WEA Claims State Trying To Set Precedent To Justify Underfunding Schools

The Wyoming Education Association claims in new court filings Tuesday that the state is trying to unravel 40 years of legal precedent to justify underfunding public schools.

CM
Clair McFarland

August 30, 20236 min read

Wyoming education association and state capitol 5 2 23
(Cowboy State Daily Staff)

After the state of Wyoming argued to its highest court that a certain level of school funding is not a fundamental right on par with free speech, an organization that represents teachers has accused the state of trying to overhaul 40 years of case law.  

The Wyoming Education Association sued the state last year, alleging that it doesn’t fund its schools to a level required by the Wyoming Constitution. A handful of school districts have since joined the lawsuit. 

When Laramie County District Court Judge Peter Froelicher ruled July 28 that Wyomingites have a fundamental right — on par with free speech — to a certain level of public funding of schools, the state disagreed and asked the Wyoming Supreme Court to weigh in.  

The teacher’s group and the suing school districts are now throwing a penalty flag on the state’s maneuver in two briefs filed Tuesday opposing the state’s petition. 

“(Wyoming’s) question is apparently intended to ask this Court to uproot existing case law and establish a new double standard” for reviewing school funding questions in lawsuits, says the Wyoming Education Association’s (WEA) filing.  

The school districts and WEA asked the high court not to answer the state’s question, and to wait instead for the end of this lawsuit and a possible appeal after the trial, which is scheduled for next summer.  

They claim in their separate filings that the state has overlooked the rules for appealing cases and is chasing an “extraordinary remedy” prematurely by asking for a clarification of prior case law in the middle of the lawsuit it now faces.  

A Billion And A Half 

Upsetting the way of doing things could be the state’s exact intention: A series of lawsuits over the course of 40 years have compiled obligations for the Wyoming Legislature to apply when funding schools.  

That’s because the Wyoming Constitution promises a “complete and uniform” public school system.  

The courts’ interpretation of the state Constitution has led to a system in which the Legislature “recalibrates” or assesses changes in school costs and inflationary demands every five years at least, and adjusts for inflation every year.
****************************************
▶ **Stated task A**
In the school funding article, why have 40 years of lawsuits set obligations for the Wyoming Legislature to follow when it funds schools? Answer in one to three sentences.

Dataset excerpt
****************************************
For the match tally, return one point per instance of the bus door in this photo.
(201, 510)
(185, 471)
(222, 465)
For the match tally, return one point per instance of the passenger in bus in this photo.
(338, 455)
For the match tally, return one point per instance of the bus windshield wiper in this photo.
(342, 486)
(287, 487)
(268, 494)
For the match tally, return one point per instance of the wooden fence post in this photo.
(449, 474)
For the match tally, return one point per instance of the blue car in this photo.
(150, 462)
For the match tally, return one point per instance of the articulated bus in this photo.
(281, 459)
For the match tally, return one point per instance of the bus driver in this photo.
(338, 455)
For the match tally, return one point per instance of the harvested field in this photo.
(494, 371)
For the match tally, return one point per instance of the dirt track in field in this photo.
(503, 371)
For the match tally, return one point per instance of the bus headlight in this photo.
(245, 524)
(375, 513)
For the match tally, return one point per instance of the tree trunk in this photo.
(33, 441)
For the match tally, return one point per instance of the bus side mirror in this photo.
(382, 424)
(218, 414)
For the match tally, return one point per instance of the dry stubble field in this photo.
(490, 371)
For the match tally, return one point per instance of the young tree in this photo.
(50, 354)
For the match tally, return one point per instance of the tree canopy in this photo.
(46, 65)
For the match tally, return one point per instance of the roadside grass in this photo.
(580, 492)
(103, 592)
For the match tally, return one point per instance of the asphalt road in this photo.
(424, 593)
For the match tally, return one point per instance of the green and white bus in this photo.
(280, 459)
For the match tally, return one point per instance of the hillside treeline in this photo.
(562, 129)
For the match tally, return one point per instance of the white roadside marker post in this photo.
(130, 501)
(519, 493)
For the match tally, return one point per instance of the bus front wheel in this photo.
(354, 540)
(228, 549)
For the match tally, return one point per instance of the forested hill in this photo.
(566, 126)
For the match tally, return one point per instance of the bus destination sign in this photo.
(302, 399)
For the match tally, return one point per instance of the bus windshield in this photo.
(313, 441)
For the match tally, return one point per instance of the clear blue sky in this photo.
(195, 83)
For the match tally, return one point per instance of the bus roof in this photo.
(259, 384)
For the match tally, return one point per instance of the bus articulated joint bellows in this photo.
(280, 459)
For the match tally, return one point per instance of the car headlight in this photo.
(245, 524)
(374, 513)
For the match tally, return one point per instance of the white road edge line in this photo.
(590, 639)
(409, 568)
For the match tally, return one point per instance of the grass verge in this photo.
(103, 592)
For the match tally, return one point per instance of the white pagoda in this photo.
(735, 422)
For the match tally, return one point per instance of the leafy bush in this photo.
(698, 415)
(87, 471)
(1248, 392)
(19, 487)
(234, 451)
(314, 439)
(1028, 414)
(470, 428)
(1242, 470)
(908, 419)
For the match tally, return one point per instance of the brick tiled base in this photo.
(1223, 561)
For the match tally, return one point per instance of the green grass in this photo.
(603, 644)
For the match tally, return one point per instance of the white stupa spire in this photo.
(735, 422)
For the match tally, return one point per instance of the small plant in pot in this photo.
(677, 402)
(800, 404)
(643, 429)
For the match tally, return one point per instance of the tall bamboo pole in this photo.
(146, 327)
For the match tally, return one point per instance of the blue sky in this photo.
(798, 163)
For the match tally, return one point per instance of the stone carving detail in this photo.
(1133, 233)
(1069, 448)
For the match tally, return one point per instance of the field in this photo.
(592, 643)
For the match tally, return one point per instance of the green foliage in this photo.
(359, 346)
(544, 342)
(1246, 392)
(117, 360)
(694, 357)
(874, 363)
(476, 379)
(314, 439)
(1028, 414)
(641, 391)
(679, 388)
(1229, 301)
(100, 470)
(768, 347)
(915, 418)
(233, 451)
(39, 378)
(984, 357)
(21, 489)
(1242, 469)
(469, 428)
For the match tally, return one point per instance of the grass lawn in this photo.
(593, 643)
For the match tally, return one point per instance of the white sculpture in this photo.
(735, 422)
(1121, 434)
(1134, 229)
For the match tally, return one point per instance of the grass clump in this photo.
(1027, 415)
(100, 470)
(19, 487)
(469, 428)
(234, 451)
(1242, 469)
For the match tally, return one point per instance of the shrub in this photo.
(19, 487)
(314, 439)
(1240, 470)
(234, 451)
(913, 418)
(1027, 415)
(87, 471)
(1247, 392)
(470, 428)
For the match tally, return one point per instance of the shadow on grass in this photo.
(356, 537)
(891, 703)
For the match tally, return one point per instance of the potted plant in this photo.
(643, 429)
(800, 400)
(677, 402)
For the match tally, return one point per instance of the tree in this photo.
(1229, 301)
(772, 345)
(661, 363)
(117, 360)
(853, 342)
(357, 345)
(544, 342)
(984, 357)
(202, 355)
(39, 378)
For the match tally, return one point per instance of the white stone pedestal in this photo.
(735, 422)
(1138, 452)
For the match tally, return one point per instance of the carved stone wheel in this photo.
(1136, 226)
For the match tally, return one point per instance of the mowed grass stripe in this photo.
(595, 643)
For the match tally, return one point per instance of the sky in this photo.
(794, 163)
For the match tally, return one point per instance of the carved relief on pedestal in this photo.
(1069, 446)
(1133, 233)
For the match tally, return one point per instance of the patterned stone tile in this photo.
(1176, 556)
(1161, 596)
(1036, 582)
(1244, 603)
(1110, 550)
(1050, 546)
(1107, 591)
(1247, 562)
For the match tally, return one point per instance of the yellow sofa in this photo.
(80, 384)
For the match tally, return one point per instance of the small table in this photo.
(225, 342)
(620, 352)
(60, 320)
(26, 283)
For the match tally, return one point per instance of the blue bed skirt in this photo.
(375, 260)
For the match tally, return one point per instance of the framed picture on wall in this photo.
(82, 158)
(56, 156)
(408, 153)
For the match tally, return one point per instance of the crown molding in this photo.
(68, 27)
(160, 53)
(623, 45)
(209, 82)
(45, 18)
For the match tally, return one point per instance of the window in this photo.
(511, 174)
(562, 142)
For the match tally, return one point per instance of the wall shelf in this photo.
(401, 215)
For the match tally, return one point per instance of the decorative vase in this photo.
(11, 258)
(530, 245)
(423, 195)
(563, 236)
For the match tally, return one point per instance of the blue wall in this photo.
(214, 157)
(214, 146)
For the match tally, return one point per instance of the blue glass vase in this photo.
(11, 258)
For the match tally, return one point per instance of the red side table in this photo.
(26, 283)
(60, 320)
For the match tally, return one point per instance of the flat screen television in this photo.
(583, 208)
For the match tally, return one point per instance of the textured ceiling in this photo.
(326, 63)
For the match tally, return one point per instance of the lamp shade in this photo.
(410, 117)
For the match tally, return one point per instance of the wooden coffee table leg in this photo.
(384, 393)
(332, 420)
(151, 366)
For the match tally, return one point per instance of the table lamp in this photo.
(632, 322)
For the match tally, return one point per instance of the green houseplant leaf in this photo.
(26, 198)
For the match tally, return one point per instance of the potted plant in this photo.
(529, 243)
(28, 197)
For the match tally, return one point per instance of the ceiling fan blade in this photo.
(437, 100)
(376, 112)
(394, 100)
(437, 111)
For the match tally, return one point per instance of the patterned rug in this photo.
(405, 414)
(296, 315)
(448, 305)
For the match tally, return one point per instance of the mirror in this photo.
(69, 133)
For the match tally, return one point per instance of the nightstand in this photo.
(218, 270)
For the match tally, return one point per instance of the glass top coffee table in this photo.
****************************************
▶ **Stated task B**
In the rows, write out the stretch from the line containing "the tree in this photo." through the line containing "(1138, 452)", word for word.

▶ **Exercise answer A**
The Wyoming Constitution promises a "complete and uniform" public school system. The courts' reading of that promise has led to a system where the Legislature reassesses school costs and inflationary demands at least every five years and adjusts for inflation every year.

▶ **Exercise answer B**
For the match tally, return one point per instance of the tree in this photo.
(1229, 301)
(772, 345)
(661, 363)
(117, 360)
(853, 342)
(357, 345)
(544, 342)
(984, 357)
(202, 355)
(39, 378)
For the match tally, return one point per instance of the white stone pedestal in this photo.
(735, 422)
(1138, 452)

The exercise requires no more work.